Tus tareas =
A: Reproduce sin cambios el pasaje del extracto que empieza en "Hasta aquí, la pandemia" y termina en "o muy alta.".
B: Traduce al inglés esta oración del extracto: "No obstante, el rol del Estado no debe estar ligado al interés de un sector social sino al bien común."

La pandemia de covid-19 pone de relieve las abismales diferencias entre pertenecer a una clase alta, media o baja. Los que peor la pasan son siempre los mismos sectores, con o sin pandemia.

La historia de Ramona sintetizó el primer tramo del abordaje que hizo el gobierno de Horacio Rodríguez Larreta de la pandemia en la Ciudad de Buenos Aires.
Hasta aquí, la pandemia saldaba cualquier diferencia política por la gravedad de la situación, y el análisis pormenorizado apuntaba en poner todo el esmero en parar la propagación del contagio a como dé lugar. Es así que nadie puso el foco en las medidas que tomaba el gobierno de la Ciudad, sino en la cantidad de contagios que tenía por ser la ciudad con más casos confirmados desde el primer momento, junto con Chaco y Buenos Aires.
Sin embargo, en ese momento ya era claro que la Ciudad tenía mayor cantidad de contagios por ser el lugar con más ciudadanos en condiciones económicas de viajar a Europa. Se hablaba de los casos confirmados en Recoleta, Palermo, Villa Urquiza o Caballito. Vecinos de departamento, muchos de ellos empresarios, profesionales, todos de clase media alta, alta o muy alta.
Desde el principio, para cada situación el gobierno de la Ciudad de Buenos Aires se encargó de comunicar el seguimiento de un estricto protocolo de aislamiento tanto para las personas con síntomas, como para aquellas que habían estado con la persona que tenía síntomas. Quien estaba contagiado era aislado en un hotel de forma inmediata, al igual que las personas cercanas. Los traslados se realizaban tomando todos los recaudos necesarios.
Esta fue la primer etapa de la pandemia. Hasta aquí, Larreta se alineaba con la consigna de la cuarentena y con el visto bueno de gran parte de la sociedad.
Pero con los primeros casos de covid-19 en las villas porteñas todo cambió. Las personas con síntomas fueron trasladadas por el sistema sanitario del gobierno porteño en micros escolares junto a sus respectivas familias, poniendo en riesgo no sólo a quienes portaban el virus, sino también a quienes aún no habían sido contagiados.
Tampoco se siguió un estricto protocolo de aislamiento en hoteles. Las salas de espera de los hospitales se transformaron en lugares de contención para los vecinos con covid-19 de las villas que llegaban en los micros y se mezclaban con quienes posiblemente no estaban contagiados.
Más allá de los errores de gestión que pudieron haberse cometido por parte de las autoridades sanitarias de la Ciudad de Buenos Aires, lo que ha quedado en evidencia con la muerte de Ramona no es solamente que en plena pandemia los sectores más sensibles no tenían agua para lavarse la manos, sino que ha habido una voluntad política de abordar la problemática sanitaria según el sector poblacional. Una suerte de ciudadanos de primera y de segunda. A unos se los llevó a hoteles y se los mantuvo aislados y controlados. A otros se los llevó como ganado hasta un hospital público sin garantizarles siquiera un alimento mientras duraba el diagnóstico del virus.
Un análisis rápido hablaría de falta de previsión respecto al impacto del covid-19 en las villas porteñas. Sin embargo, ¿por qué un gobierno que desde sus inicios ha tenido una política sanitaria diferencial para los barrios de clase alta y los de clase baja , no habría de tenerla ahora?
La pandemia sitúa en un rol primordial al Estado porque es el único que pueda dar respuesta a las demandas en medio de una emergencia de semejante magnitud. No obstante, el rol del Estado no debe estar ligado al interés de un sector social sino al bien común. De lo contrario, siempre habrá otro sector postergado y olvidado.
Por eso, con o sin pandemia, el mayor de los males para las clases trabajadoras es el Estado en manos del neoliberalismo.

Entradas del listado =
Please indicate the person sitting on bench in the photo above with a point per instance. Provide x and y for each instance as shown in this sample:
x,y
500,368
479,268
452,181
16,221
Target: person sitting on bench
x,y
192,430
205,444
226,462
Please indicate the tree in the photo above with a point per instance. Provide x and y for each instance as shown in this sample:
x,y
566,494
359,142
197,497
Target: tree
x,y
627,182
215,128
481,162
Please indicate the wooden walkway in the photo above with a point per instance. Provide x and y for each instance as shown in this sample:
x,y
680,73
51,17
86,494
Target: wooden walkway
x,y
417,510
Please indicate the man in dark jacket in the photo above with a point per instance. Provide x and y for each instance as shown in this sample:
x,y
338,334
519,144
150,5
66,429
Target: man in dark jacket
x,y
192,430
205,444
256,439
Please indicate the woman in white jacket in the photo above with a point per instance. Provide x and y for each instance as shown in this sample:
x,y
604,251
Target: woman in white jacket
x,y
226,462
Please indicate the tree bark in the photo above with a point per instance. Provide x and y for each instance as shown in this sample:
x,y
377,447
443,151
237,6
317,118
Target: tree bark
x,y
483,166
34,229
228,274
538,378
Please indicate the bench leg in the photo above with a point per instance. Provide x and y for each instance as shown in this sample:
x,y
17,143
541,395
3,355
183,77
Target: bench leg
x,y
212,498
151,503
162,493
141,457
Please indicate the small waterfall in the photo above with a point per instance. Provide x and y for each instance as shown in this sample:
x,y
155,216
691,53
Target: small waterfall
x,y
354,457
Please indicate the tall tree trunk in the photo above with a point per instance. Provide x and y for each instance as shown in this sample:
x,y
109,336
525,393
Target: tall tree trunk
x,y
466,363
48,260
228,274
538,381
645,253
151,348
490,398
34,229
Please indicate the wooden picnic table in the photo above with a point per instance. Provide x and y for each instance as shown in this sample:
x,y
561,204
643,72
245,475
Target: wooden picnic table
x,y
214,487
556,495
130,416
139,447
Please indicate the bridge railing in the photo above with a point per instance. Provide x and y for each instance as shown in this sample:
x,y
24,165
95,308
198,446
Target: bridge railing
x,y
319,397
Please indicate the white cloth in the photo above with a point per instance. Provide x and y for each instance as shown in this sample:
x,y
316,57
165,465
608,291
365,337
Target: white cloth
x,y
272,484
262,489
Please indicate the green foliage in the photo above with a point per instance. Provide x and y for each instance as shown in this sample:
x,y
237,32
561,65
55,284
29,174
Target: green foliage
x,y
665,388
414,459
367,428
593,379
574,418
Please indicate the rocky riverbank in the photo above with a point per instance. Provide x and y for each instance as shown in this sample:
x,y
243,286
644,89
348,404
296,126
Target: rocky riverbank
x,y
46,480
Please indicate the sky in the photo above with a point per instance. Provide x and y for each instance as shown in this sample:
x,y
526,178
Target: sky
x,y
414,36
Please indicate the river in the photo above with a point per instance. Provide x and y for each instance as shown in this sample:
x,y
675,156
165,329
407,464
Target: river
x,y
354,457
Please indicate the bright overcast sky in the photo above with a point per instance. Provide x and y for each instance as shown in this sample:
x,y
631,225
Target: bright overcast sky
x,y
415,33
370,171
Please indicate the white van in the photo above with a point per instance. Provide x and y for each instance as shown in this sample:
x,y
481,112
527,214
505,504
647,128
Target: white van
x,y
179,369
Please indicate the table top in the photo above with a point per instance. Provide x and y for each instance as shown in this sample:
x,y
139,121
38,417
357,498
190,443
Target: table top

Respuestas numeradas =
A:
Hasta aquí, la pandemia saldaba cualquier diferencia política por la gravedad de la situación, y el análisis pormenorizado apuntaba en poner todo el esmero en parar la propagación del contagio a como dé lugar. Es así que nadie puso el foco en las medidas que tomaba el gobierno de la Ciudad, sino en la cantidad de contagios que tenía por ser la ciudad con más casos confirmados desde el primer momento, junto con Chaco y Buenos Aires.
Sin embargo, en ese momento ya era claro que la Ciudad tenía mayor cantidad de contagios por ser el lugar con más ciudadanos en condiciones económicas de viajar a Europa. Se hablaba de los casos confirmados en Recoleta, Palermo, Villa Urquiza o Caballito. Vecinos de departamento, muchos de ellos empresarios, profesionales, todos de clase media alta, alta o muy alta.

B: However, the role of the State must not be tied to the interest of one social sector but to the common good.